▶ THE DATA
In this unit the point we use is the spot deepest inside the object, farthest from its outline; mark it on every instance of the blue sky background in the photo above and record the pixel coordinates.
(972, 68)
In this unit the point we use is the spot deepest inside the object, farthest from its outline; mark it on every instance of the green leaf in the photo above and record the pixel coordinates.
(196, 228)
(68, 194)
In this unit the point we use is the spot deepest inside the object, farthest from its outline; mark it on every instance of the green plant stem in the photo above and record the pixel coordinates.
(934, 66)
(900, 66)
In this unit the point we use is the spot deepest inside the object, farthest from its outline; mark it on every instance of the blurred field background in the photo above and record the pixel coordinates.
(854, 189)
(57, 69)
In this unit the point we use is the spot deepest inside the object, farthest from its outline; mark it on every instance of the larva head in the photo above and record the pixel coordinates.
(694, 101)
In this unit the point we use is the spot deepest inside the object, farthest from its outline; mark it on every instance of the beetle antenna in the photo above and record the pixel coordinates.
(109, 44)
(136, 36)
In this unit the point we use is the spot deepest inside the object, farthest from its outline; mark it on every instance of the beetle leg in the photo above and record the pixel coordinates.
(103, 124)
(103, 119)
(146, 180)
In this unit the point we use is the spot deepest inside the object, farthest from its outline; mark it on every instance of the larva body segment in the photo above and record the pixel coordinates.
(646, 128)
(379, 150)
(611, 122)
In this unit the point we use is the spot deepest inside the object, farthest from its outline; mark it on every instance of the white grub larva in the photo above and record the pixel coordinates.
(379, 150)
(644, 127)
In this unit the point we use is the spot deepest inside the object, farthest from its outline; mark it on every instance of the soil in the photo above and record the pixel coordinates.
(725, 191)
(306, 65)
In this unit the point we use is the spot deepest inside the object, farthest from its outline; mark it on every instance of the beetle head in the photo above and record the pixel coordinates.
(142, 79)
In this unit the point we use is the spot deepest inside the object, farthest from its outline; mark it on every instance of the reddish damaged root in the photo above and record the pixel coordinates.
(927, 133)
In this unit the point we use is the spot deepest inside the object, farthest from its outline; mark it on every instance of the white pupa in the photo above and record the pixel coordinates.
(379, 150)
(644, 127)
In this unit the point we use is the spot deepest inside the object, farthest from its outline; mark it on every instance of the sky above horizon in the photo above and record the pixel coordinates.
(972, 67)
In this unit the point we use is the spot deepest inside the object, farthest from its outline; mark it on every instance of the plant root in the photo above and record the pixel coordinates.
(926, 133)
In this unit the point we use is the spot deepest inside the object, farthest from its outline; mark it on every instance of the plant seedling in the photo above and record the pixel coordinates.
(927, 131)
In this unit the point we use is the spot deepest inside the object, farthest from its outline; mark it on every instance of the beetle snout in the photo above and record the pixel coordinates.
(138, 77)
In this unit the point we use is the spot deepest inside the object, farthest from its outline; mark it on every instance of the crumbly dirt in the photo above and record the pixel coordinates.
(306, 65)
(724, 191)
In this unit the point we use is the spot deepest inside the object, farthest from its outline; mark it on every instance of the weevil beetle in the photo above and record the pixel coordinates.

▶ WRITTEN EXERCISE
Print the line containing "the plant seedling" and every line after it to the end of the records above, exactly as written, and nothing else.

▶ RESPONSE FOR THIS EXERCISE
In this unit the point we use is the spot deepest inside the object, farthest from its outline; mark it on every instance of the plant seedling in the photo above and record the pixel coordinates.
(927, 131)
In this unit the point we use is the spot deepest inside the object, farthest from its outline; mark it on every instance of the beetle snout in the photo above and record the pixel coordinates.
(138, 77)
In this unit the point we use is the spot deepest inside the object, farthest from its outline; mark it on every instance of the crumbly dirt in the photo above and record the pixel coordinates.
(306, 65)
(724, 191)
In this unit the point we use is the spot deepest inside the object, farthest from its outline; mark it on every instance of the weevil beetle in the photo above and record the pixel coordinates.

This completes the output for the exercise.